Por Marvin Galeas Perla.
Frente al pelotón de fusilamiento, el comandante Miguel Ramírez se portó con hidalguía. Se dirigió primero a toda la tropa de la Brigada Rafael Arce Zablah. Aceptó sus culpas y pidió que lo tomaran como un ejemplo no digno de imitar. Estaba lívido. Los labios pálidos. Los ojos desencajados y vacíos. Tenía la certeza de la muerte clavada en pleno pecho.
Había llovido fuerte. El suelo del norte de San Miguel estaba convertido en un pantano. Era un día particularmente gris y, pese al mal tiempo, no se movía ni una hoja. El comandante Miguel Ramírez fue llevado frente al pelotón que lo iba a pasar por las armas. Cerró los ojos y apretó los dientes. Se puso a esperar la muerte como quien espera el último tren para el infierno. A lo lejos se escuchaban explosiones y el rumor de los rotores de los helicópteros. La banda sonora de la guerra.
A mediados de 1981 lo habían nombrado jefe del frente occidental Feliciano Ama. Miguel, que tenía poco más de 20 años, era uno de los miembros más jóvenes del comité central del grupo guerrillero, al que se había unido desde la adolescencia. El comité central era una especie de grupo élite integrado por los mejores cuadros del partido.
El frente occidental era el más débil de la guerrilla. En enero de 1981, la Fuerza Armada aniquiló a una columna guerrillera en el cantón Cutumay Camones, una zona rural del departamento de Santa Ana, en el occidente del país. Decenas de incipientes combatientes murieron. Fue la más aparatosa derrota sufrida por la guerrilla. Desde entonces, el frente occidental. nunca pudo ser estructurado como tal. Miguel Ramírez trató, pero no pudo.
En 1983 se realizó una reunión clandestina de jefes guerrilleros en San Salvador. Trasladándose en la ciudad de un lugar a otro, un grupo de hombres armados hasta los dientes y vestidos de civil, lo capturó. Tiempo después, él contó que lo habían llevado a una casa particular donde lo interrogaron y lo torturaron. En un descuido de sus captores, de acuerdo con su testimonio, se escapó. Llegó como pudo a las bases guerrilleras del cerro de Guazapa. Se reincorporó a las columnas militares. Mientras tanto, en San Salvador la policía capturó a otros jefes guerrilleros en sus propios escondites. De inmediato las sospechas cayeron sobre Miguel Ramírez.

• [TRABAJO SOLICITADO]
(a) Según el relato sobre el comandante Miguel Ramírez, ¿qué cargo le asignaron a mediados de 1981?
(b) Prosigue el relato sobre el comandante Miguel Ramírez a partir de su última oración.

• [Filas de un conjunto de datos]
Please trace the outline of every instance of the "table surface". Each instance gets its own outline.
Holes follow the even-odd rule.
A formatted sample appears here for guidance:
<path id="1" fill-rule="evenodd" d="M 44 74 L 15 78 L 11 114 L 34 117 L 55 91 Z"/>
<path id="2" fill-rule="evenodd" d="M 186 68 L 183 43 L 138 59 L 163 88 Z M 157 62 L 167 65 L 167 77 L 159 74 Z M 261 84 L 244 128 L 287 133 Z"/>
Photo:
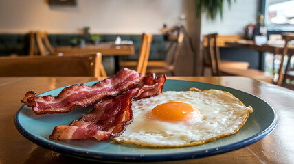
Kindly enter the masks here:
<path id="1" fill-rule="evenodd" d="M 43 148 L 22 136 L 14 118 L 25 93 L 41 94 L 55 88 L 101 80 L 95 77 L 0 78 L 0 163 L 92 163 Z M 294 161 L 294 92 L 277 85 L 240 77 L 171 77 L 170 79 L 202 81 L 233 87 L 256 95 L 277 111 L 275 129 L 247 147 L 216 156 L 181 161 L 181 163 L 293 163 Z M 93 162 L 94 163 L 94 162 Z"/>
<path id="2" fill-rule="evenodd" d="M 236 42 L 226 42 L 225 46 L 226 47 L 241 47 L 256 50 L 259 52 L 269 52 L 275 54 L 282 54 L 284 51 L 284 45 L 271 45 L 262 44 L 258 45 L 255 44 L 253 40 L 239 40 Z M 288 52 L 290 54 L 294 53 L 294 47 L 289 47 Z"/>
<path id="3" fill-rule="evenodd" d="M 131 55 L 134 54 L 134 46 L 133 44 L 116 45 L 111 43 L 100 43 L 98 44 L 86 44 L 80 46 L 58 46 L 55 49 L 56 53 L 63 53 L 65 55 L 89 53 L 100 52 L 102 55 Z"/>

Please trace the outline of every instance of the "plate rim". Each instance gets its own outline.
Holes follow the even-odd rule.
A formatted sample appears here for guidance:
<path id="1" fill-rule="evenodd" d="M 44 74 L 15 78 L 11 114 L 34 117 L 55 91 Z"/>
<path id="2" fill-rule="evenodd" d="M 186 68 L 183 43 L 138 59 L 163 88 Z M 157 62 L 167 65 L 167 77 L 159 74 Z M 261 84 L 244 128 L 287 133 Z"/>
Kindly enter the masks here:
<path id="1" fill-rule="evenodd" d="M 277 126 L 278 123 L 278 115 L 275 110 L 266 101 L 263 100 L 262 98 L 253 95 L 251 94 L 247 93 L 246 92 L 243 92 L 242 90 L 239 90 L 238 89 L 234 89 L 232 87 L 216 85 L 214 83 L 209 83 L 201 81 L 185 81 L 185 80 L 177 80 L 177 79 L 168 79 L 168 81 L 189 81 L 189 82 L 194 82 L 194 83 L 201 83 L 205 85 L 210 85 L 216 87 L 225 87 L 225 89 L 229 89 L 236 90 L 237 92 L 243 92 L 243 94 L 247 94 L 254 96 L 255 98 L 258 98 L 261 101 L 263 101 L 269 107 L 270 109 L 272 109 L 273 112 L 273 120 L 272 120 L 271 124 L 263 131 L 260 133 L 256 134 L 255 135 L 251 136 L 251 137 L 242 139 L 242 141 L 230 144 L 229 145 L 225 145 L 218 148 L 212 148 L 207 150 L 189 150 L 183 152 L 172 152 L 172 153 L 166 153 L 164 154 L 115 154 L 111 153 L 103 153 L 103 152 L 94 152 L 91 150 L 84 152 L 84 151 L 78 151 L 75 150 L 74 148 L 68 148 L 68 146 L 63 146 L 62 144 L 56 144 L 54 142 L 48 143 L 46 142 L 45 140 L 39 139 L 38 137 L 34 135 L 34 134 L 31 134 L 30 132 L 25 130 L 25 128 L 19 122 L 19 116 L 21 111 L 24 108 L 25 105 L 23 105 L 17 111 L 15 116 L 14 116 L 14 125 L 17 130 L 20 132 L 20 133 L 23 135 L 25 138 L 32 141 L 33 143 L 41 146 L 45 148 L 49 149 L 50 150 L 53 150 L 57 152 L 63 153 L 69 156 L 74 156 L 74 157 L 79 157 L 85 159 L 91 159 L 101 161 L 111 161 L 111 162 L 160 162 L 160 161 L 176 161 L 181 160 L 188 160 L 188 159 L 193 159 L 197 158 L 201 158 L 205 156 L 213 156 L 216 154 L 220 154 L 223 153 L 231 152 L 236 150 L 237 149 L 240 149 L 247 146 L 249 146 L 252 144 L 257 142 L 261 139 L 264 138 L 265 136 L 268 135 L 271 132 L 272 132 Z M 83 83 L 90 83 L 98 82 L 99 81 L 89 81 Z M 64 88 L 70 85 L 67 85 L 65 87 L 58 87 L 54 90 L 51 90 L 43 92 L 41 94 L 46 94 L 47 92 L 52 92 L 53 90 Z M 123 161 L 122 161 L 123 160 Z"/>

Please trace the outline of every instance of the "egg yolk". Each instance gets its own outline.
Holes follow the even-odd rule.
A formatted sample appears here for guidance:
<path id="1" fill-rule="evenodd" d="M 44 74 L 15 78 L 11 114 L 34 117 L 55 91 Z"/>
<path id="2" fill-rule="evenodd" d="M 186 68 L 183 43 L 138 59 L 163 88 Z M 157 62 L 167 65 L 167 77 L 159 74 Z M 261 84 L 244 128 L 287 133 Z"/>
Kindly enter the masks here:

==

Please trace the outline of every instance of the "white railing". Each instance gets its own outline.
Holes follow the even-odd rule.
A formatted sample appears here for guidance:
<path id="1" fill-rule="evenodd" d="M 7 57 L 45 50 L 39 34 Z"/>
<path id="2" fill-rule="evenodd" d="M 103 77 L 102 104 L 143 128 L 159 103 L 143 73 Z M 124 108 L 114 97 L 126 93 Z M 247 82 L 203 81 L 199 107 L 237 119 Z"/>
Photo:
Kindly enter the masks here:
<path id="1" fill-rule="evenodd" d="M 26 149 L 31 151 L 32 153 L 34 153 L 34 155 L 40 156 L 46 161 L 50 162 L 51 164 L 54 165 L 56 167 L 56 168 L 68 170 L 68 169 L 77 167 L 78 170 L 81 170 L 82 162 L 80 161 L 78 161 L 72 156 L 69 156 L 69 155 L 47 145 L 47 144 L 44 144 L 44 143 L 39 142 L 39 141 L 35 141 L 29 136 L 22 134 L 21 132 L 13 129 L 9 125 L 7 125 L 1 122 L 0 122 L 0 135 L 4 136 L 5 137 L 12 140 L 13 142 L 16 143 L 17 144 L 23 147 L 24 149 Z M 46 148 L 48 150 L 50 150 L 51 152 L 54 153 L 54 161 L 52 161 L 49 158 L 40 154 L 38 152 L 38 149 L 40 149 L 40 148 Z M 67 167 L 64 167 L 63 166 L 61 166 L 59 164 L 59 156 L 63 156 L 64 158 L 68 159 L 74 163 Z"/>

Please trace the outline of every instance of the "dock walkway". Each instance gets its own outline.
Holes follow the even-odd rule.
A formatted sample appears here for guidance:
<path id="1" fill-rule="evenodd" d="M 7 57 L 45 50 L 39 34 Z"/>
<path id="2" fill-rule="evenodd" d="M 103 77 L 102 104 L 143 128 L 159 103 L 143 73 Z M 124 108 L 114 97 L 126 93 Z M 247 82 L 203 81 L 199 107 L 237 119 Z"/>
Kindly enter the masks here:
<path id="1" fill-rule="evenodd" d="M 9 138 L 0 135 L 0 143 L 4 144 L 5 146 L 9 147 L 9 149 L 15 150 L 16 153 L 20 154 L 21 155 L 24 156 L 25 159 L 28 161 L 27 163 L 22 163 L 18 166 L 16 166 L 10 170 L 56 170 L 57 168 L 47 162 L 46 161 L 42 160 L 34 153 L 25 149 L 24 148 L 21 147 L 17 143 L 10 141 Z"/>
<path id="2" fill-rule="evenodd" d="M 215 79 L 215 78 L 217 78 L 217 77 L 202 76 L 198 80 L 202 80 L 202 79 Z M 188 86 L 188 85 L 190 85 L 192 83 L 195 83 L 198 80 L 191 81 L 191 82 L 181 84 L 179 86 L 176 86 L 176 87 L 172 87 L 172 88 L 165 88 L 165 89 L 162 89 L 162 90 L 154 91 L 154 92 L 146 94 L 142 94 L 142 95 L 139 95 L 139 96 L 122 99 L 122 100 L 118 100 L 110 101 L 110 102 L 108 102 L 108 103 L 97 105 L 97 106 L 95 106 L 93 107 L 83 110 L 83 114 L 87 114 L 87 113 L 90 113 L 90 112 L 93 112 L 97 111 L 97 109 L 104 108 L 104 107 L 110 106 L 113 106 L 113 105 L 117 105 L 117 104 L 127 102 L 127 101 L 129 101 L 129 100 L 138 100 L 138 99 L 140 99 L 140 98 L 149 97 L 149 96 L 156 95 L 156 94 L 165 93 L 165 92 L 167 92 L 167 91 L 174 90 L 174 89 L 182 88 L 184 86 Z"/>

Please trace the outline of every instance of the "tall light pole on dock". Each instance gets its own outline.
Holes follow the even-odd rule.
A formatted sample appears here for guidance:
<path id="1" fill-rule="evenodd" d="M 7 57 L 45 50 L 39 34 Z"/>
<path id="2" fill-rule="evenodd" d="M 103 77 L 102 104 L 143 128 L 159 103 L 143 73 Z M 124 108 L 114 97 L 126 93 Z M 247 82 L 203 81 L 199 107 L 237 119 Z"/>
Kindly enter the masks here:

• [LISTA DE RESPUESTAS]
(a) Lo nombraron jefe del frente occidental Feliciano Ama.

(b)
Lo desarmaron, lo capturaron y lo enviaron a la zona oriental. Nunca supe cómo fue el proceso que acabó con un veredicto condenatorio. No sé si tuvo un defensor y si hubo alguien que actuó como fiscal. En realidad no sé si hubo un proceso. Lo cierto es que en los nunca escritos códigos guerrilleros la traición se pagaba con la muerte.
El delito de Miguel, según se nos informó después, fue no haber resistido las horrorosas torturas y haber dado información valiosa al enemigo a cambio de vivir. De haber sido cierto, fue un momento de debilidad lo que le costó posteriormente la vida.
Parado frente al pelotón fusilamiento, con los dientes apretados y los ojos cerrados, Miguel quiso morir con dignidad. Se culpó a sí mismo y elogió a sus acusadores. Quizá en su último pensamiento recordó los días de su febril militancia estudiantil. Su sueño con el paraíso de la igualdad y el hombre nuevo. No lo sé.
El jefe de la unidad guerrillera dio la orden de fuego a la escuadra que iba a ejecutar la orden de matar a su propio compañero. Los diez disparos le dieron en el pecho a Miguel Ramírez. Su cuerpo ensangrentado quedó boca arriba. Lo enterraron en algún lugar del norte de San Miguel.
Nunca podré recordarlo como un tenebroso traidor, sino como un joven urbano, estudiante, clase media, que creyó en un ideal. Fue un bravo combatiente y en un momento de debilidad ante las terribles torturas de los escuadrones, prefirió seguir viviendo. Pero no se fue. Regresó al frente de guerra cuando pudo y contó la verdad de todo.
La peor traición fue olvidarse de los pobres, convertirse en unas “quiero ser”, y en caso del señor que vive en Nicaragua agarrar el dinero de impuestos para comprar relojes, licor de 7 mil dólares la botella, enloquecer como nuevo rico y seguir mintiendo como el más cínico entre los cínicos.
No me opongo a que alguien compre un Mercedes, o se vista con zapatos y ropa cara, si es con su dinero. Lo terrible es robarse el dinero de los pobres, sobre todo de los que juraron luchar por siempre por los pobres y terminaron repudiados por la misma gente.
Esta reflexión no es política, es humana, porque yo siempre fue burgués, librepensador, arrogante y miles defectos más, como pueden dar fe mis antiguos compañeros del ERP, puede haber muerto, para que sujetos como el susodicho nicaragüense, literalmente haya hecho del arreglo de las nalgas de su amante la más grande obra de su gobierno.